(Image segmentation entries)
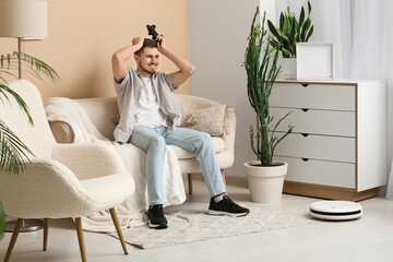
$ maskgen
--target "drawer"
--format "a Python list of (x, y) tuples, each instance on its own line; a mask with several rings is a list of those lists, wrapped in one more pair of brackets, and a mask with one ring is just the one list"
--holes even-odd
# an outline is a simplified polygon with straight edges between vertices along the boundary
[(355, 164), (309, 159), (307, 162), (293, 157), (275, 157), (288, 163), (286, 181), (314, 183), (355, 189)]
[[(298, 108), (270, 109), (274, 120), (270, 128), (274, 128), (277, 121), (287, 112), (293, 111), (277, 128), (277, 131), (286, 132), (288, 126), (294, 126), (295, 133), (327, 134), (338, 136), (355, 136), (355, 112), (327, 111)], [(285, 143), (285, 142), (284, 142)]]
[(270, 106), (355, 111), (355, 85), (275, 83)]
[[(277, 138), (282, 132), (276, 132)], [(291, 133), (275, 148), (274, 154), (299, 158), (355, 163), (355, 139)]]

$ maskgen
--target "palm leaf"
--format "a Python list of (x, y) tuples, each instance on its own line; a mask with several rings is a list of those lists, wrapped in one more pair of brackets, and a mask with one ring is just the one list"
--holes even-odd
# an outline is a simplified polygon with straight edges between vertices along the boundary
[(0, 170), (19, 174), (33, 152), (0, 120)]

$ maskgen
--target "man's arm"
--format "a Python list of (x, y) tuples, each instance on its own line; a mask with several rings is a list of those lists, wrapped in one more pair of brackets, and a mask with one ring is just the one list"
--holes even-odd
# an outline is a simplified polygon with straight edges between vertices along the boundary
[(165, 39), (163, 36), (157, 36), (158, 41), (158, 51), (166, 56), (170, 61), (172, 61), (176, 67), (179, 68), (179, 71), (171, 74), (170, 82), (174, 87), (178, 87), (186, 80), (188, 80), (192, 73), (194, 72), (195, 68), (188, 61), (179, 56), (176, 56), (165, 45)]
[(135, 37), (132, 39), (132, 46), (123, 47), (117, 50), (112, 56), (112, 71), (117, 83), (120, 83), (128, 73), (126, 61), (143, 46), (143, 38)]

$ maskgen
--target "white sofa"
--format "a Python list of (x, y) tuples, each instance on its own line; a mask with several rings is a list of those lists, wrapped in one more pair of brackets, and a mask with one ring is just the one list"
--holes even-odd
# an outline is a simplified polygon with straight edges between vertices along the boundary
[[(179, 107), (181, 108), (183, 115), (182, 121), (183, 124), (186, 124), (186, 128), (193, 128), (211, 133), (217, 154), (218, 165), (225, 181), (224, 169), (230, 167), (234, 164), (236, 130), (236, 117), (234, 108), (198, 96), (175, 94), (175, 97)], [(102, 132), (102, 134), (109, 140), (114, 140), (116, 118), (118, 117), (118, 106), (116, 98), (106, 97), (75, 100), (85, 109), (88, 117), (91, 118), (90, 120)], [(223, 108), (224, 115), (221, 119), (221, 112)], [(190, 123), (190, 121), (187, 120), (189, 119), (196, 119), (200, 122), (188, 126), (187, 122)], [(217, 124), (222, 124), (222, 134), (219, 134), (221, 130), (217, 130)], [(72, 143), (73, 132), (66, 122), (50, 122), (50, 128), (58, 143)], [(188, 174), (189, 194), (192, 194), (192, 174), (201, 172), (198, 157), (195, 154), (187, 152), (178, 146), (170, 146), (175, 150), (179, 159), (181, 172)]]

==

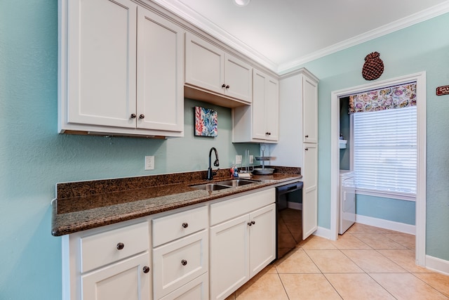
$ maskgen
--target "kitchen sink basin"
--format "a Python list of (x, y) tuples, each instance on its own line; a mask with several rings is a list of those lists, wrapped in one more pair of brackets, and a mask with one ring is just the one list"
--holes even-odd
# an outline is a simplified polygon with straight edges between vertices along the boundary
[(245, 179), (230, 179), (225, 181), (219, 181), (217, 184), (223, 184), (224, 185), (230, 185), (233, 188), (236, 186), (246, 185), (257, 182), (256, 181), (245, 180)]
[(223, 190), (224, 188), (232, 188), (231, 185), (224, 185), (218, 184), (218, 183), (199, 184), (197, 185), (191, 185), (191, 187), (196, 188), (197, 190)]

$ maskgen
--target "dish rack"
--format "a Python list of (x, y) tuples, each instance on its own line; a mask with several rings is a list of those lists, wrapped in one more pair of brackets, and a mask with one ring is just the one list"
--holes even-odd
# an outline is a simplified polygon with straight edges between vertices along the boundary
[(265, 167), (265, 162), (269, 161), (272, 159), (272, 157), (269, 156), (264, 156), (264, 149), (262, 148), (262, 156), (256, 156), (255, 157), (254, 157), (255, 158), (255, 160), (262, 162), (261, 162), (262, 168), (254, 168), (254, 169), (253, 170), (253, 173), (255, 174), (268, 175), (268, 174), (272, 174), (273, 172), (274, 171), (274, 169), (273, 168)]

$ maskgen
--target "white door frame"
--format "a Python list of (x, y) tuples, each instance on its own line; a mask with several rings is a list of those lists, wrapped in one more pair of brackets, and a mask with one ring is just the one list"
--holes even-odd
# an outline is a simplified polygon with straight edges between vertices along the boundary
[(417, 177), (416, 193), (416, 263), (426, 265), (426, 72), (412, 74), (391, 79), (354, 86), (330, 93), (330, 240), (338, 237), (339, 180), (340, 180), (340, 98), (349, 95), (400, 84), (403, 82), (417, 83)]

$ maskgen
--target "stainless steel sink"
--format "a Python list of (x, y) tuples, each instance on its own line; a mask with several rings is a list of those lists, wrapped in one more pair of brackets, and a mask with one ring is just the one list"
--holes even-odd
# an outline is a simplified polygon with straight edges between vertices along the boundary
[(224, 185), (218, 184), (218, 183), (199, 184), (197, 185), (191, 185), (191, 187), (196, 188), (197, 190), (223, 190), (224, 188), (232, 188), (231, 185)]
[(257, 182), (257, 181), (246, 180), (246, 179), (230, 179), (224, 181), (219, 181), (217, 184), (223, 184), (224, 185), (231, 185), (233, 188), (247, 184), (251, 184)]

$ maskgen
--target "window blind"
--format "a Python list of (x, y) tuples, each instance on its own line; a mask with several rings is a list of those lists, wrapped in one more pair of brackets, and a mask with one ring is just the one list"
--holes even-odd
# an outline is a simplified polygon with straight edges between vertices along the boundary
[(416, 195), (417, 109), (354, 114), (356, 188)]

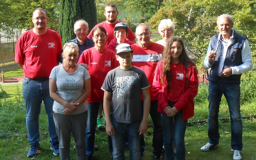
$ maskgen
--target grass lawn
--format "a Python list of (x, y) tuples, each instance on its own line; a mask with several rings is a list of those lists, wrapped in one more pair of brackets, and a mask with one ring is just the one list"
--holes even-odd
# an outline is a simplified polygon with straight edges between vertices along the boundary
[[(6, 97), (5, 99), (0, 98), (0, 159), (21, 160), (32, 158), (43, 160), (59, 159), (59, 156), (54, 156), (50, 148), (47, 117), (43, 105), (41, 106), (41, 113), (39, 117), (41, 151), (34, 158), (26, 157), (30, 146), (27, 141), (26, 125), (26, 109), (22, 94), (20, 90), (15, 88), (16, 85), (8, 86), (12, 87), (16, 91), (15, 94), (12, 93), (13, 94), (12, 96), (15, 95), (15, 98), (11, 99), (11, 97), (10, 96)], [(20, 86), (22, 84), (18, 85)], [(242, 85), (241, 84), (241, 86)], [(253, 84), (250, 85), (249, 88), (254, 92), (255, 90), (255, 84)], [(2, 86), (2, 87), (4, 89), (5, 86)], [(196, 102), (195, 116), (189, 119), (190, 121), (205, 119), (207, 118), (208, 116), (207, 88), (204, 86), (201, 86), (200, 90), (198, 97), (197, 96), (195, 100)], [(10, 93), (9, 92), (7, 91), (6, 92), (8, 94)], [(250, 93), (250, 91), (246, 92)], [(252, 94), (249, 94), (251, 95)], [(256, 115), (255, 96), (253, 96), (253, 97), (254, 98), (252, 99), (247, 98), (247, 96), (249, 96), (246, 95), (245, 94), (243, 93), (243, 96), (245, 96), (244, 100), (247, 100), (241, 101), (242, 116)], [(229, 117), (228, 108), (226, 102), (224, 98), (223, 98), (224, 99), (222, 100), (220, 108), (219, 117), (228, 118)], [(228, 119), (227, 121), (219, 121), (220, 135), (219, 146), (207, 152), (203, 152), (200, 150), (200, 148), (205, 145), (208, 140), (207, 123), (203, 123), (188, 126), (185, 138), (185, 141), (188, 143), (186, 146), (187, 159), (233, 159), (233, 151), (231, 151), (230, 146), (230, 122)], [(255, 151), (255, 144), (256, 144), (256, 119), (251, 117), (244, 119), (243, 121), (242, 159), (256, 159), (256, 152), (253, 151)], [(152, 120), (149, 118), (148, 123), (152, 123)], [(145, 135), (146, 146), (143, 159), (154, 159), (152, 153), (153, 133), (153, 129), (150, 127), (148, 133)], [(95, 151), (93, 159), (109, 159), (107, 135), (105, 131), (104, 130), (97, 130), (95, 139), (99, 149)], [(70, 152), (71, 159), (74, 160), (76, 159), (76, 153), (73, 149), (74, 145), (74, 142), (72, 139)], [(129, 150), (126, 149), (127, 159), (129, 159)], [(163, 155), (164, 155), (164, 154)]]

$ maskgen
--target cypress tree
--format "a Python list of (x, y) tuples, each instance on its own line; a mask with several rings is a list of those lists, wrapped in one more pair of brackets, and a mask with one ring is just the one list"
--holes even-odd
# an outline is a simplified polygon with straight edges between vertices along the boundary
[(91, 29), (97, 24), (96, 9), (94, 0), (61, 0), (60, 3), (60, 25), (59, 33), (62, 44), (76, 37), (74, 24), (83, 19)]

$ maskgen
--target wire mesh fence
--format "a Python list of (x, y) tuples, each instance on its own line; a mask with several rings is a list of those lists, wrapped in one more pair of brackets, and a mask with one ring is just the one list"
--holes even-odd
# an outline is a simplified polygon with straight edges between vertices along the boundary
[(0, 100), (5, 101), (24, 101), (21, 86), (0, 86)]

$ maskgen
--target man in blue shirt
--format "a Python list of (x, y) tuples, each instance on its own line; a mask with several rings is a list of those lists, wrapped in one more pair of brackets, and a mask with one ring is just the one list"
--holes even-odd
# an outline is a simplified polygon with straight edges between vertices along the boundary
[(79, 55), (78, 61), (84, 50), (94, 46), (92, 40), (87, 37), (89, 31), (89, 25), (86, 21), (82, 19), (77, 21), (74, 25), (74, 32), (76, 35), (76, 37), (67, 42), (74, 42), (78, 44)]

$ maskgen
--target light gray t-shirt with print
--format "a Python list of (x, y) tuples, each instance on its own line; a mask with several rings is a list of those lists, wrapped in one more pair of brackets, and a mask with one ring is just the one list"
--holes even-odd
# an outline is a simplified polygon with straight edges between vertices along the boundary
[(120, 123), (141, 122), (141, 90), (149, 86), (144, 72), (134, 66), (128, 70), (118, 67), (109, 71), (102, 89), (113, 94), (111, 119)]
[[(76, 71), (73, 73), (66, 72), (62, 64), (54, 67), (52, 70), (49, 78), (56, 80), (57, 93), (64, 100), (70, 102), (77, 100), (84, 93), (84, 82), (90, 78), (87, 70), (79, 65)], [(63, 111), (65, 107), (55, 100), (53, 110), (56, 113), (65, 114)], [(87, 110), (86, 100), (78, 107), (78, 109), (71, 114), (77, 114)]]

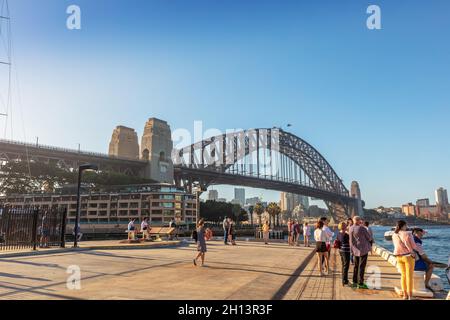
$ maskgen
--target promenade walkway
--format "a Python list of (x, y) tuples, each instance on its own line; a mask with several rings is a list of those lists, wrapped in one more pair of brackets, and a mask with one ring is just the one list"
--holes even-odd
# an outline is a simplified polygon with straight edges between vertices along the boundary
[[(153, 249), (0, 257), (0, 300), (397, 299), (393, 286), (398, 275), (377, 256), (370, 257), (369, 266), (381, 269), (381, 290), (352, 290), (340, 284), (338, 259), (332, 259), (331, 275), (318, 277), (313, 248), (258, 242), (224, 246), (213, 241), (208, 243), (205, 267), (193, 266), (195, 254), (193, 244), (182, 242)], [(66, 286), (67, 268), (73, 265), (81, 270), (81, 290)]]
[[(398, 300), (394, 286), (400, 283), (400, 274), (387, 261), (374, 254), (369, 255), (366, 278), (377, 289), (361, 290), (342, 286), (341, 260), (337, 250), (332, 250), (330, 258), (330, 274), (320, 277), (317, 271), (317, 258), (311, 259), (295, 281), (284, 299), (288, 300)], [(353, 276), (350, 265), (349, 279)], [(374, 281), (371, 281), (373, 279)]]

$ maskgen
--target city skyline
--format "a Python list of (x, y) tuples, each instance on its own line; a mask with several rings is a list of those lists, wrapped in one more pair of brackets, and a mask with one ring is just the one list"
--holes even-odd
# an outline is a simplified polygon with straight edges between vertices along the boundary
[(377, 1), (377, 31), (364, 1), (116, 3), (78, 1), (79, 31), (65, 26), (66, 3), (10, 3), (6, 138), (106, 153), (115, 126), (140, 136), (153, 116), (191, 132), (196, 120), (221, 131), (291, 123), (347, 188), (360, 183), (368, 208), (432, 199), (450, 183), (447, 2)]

...

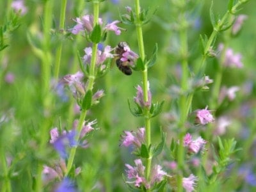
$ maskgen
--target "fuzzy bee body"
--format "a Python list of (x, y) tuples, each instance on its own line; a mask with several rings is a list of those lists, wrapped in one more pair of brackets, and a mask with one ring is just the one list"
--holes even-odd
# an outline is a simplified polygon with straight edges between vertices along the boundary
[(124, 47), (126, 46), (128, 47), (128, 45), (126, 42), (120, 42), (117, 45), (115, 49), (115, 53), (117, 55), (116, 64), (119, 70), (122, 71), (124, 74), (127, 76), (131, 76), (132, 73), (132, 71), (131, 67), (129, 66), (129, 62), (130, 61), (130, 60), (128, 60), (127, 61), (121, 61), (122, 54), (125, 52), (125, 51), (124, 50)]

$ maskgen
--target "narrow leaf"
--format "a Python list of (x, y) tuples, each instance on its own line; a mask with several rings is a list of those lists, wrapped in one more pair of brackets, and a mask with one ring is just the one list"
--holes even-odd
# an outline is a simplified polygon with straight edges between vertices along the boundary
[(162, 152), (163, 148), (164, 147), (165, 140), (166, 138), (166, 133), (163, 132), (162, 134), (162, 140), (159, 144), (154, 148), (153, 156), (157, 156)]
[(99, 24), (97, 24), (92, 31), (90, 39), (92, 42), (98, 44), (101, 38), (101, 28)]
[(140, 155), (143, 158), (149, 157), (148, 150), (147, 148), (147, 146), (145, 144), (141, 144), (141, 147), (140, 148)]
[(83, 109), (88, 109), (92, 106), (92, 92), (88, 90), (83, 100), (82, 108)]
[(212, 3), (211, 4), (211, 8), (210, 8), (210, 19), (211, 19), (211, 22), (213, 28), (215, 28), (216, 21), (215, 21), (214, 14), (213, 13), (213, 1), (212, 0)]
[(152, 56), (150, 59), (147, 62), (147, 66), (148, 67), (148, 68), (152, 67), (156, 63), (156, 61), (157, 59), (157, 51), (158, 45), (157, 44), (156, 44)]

STATED PROBLEM
Locate every line in the records above that contains the word "sink", and copy each of those lines. Treat uppercase and lowercase as different.

EXERCISE SOLUTION
--target "kitchen sink basin"
--target "stainless steel sink"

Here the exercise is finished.